EXERCISE:
In the data below, which lines hold "grey"? Copy every one.

[DATASET EXTRACT]

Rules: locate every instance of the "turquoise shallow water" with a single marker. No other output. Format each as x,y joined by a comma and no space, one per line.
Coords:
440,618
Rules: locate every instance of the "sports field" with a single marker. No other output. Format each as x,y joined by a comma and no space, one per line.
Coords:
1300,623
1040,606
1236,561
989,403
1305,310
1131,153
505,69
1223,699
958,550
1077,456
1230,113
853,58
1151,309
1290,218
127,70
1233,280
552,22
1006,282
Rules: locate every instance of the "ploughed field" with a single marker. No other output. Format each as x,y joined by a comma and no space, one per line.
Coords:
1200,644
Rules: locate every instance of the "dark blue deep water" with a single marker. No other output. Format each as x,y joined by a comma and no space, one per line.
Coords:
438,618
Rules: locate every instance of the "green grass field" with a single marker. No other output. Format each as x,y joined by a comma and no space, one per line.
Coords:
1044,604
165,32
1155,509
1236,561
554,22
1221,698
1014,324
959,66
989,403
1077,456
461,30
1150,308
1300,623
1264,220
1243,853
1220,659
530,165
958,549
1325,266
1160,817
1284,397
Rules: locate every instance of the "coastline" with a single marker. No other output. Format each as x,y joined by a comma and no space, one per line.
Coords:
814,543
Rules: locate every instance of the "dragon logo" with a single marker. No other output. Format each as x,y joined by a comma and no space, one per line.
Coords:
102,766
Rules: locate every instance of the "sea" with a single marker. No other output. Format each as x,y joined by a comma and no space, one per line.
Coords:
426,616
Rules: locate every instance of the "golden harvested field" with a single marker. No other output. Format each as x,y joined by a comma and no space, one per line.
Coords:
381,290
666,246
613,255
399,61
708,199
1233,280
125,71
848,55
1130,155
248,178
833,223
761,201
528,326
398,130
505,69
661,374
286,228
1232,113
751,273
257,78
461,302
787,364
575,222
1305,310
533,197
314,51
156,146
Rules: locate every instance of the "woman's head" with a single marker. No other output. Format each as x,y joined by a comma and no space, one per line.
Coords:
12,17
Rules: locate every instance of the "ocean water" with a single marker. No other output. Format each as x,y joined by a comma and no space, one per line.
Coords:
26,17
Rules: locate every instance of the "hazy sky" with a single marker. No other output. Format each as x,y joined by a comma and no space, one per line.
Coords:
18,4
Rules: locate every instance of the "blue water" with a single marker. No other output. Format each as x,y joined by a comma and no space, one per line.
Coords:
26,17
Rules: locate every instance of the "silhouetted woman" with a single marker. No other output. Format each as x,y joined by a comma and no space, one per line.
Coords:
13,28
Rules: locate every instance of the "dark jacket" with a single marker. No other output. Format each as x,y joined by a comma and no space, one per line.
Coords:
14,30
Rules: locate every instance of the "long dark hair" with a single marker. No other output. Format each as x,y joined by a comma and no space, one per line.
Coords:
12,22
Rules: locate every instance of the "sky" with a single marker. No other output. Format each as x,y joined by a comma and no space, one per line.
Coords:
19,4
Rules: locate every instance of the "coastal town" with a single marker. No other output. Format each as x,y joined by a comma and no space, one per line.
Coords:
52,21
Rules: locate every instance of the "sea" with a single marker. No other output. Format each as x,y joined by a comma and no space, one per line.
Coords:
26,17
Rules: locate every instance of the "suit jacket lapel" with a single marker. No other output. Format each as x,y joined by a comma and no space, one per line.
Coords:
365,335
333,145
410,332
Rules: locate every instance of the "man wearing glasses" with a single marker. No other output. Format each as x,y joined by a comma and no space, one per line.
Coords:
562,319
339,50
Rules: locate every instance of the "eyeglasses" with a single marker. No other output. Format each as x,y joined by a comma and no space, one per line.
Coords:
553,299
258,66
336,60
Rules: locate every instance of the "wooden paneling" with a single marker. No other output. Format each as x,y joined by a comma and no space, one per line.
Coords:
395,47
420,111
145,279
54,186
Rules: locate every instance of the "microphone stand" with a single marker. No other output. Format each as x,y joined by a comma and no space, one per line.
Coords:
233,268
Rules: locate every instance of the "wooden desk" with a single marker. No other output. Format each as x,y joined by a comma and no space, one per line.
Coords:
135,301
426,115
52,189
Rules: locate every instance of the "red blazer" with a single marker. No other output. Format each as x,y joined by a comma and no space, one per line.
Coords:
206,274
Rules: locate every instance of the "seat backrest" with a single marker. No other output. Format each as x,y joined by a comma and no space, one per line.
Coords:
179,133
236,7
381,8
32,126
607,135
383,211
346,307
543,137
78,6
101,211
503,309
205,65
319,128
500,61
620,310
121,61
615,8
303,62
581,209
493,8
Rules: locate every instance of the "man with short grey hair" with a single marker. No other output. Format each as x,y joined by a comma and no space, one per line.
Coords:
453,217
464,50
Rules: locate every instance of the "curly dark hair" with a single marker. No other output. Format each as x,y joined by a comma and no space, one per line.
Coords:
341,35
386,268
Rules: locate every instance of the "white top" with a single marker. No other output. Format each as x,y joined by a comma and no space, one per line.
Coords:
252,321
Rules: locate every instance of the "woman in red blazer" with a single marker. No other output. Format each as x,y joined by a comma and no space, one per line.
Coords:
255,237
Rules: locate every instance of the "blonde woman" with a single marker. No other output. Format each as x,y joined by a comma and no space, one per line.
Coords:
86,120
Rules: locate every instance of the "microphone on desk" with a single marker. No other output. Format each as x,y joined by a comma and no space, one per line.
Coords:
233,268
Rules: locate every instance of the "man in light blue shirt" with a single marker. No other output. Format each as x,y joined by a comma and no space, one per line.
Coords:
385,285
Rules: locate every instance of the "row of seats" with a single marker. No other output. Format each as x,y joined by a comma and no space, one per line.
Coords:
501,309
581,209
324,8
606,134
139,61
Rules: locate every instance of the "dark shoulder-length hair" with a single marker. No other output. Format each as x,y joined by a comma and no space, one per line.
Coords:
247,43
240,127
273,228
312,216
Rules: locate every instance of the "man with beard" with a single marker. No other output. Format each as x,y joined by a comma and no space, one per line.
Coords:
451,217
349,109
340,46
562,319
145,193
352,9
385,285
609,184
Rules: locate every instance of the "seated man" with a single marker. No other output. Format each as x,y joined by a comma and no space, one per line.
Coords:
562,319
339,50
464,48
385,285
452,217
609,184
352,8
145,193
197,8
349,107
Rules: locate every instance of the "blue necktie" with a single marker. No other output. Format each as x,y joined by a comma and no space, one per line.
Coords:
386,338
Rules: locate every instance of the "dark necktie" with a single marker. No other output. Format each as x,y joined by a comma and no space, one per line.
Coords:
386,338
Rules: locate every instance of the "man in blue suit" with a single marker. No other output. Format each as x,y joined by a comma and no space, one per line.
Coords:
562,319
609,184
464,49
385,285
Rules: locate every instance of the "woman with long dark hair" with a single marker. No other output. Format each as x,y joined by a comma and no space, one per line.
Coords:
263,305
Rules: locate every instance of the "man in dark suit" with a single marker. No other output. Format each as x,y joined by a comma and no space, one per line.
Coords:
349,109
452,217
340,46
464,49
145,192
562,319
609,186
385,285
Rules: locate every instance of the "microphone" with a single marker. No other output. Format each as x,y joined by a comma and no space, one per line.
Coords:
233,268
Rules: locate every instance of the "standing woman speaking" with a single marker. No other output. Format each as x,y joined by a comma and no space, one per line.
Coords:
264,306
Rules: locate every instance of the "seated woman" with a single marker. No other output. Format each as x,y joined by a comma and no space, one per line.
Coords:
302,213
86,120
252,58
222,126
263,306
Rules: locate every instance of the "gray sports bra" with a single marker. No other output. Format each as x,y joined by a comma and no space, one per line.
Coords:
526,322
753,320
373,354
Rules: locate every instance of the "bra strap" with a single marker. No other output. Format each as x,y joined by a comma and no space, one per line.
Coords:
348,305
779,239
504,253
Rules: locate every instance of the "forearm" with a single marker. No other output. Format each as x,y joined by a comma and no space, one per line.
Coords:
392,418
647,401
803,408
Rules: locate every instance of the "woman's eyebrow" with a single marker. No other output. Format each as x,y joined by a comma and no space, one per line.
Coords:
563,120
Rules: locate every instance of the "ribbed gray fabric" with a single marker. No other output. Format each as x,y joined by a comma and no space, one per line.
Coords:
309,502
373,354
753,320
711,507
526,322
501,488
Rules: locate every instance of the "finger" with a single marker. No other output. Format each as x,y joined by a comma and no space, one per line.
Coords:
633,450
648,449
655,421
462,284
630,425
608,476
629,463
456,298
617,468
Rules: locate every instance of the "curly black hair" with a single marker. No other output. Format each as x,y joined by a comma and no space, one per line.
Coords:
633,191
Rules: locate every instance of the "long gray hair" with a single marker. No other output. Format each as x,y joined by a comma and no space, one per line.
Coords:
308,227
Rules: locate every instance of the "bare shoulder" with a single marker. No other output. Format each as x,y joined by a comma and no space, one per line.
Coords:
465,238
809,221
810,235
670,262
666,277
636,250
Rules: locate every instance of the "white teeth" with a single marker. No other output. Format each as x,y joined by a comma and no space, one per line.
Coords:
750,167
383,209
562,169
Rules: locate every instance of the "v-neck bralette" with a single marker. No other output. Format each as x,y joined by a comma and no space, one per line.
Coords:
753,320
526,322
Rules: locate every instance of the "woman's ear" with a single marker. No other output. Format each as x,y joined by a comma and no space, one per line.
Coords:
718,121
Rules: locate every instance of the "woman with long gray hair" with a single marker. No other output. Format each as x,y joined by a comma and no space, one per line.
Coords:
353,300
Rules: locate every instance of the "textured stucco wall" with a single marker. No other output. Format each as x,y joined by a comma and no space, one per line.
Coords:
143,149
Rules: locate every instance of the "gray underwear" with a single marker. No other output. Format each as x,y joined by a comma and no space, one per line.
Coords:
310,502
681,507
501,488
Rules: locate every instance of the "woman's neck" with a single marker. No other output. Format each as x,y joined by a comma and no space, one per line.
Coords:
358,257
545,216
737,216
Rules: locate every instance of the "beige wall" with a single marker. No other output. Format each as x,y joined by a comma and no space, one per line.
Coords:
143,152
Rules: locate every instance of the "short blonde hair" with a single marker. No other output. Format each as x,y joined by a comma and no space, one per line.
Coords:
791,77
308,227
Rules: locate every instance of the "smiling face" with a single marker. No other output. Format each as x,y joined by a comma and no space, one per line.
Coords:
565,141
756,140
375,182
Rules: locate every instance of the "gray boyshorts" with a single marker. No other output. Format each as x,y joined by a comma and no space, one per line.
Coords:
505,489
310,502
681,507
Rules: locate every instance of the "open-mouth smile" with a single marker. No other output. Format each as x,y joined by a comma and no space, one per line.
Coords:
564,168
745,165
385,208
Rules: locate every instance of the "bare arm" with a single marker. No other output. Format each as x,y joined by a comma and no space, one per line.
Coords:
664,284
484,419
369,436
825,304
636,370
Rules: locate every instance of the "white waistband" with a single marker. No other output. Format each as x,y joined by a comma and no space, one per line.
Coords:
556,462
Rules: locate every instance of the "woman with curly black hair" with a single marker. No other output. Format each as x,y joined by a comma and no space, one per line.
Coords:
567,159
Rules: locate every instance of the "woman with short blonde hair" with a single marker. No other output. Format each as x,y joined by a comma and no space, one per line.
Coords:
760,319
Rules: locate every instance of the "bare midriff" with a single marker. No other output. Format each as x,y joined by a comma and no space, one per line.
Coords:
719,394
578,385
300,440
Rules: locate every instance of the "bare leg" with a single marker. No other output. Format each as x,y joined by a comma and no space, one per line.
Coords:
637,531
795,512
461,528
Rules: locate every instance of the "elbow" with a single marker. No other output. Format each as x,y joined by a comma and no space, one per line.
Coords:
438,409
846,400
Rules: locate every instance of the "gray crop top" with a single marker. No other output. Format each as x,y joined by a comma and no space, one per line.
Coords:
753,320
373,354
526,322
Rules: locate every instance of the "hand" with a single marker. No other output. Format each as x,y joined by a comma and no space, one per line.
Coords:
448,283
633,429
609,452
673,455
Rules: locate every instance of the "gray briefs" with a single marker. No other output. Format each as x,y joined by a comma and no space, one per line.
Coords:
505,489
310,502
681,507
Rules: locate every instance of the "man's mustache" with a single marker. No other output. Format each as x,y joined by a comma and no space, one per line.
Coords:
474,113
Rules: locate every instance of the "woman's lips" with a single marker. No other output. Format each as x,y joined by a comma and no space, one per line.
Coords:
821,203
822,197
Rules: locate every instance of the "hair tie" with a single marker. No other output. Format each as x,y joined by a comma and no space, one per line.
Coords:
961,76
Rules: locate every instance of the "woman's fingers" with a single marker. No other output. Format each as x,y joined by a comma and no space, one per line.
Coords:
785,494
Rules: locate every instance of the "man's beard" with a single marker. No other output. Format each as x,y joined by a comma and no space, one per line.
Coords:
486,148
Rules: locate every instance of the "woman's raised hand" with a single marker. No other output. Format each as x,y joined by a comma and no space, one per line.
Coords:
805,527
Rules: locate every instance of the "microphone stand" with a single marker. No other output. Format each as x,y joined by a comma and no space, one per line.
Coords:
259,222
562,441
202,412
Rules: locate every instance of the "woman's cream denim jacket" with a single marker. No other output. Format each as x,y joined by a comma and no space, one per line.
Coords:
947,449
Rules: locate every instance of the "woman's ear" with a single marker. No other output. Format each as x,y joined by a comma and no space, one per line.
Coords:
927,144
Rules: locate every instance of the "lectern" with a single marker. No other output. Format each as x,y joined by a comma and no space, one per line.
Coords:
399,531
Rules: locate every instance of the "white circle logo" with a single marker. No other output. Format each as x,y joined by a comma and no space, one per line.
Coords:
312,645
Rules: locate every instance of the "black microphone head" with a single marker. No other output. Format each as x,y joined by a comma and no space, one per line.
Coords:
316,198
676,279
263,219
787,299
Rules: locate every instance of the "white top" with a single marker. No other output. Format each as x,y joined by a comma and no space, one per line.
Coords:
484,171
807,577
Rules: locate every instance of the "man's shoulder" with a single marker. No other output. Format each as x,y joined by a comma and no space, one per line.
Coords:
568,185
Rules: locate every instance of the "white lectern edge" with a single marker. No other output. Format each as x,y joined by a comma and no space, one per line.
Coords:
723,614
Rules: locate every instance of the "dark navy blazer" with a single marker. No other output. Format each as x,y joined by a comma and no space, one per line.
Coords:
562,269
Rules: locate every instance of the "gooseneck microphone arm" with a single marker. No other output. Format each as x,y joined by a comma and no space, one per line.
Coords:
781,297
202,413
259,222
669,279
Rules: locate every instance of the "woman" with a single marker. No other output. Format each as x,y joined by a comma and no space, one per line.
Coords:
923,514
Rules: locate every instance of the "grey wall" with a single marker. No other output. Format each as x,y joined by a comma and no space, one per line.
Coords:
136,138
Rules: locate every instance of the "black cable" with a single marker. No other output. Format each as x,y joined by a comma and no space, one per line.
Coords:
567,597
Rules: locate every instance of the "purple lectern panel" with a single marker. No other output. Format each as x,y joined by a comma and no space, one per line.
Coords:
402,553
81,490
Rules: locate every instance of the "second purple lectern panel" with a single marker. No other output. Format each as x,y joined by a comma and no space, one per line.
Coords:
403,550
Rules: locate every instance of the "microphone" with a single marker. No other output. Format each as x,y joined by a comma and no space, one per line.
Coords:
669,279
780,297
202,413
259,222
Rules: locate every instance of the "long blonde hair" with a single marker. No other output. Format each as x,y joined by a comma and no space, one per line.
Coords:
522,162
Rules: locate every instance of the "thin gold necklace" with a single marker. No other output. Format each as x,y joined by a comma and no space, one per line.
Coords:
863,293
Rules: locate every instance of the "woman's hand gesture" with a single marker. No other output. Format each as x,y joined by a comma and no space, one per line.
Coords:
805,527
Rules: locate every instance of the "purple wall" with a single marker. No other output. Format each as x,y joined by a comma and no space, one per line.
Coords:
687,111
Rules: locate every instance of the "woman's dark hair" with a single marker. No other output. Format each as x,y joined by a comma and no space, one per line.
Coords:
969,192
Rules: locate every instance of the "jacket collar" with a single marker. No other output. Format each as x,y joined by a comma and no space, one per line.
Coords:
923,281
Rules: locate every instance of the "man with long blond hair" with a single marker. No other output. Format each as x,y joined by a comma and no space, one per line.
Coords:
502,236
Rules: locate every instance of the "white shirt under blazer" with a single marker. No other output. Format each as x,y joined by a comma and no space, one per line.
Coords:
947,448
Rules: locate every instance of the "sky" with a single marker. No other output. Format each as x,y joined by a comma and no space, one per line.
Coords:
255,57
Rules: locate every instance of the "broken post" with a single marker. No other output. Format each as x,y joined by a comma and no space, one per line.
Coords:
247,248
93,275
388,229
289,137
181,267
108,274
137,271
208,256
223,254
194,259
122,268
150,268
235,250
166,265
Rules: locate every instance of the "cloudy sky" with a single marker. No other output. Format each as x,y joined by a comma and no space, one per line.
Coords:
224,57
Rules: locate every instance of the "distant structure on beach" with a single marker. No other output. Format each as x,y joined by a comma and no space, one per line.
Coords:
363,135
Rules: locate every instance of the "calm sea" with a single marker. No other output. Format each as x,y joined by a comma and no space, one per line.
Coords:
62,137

[/DATASET EXTRACT]

SOLUTION BELOW:
Rules: locate every instance of the "man with short grey hair" with a single marker. No other output. Format each as x,y joined by a comma and no space, one per line.
Rules: locate every instance of the "grey wall" with a single marker. No other output. Format each as x,y joined by a comma and no space, one per line.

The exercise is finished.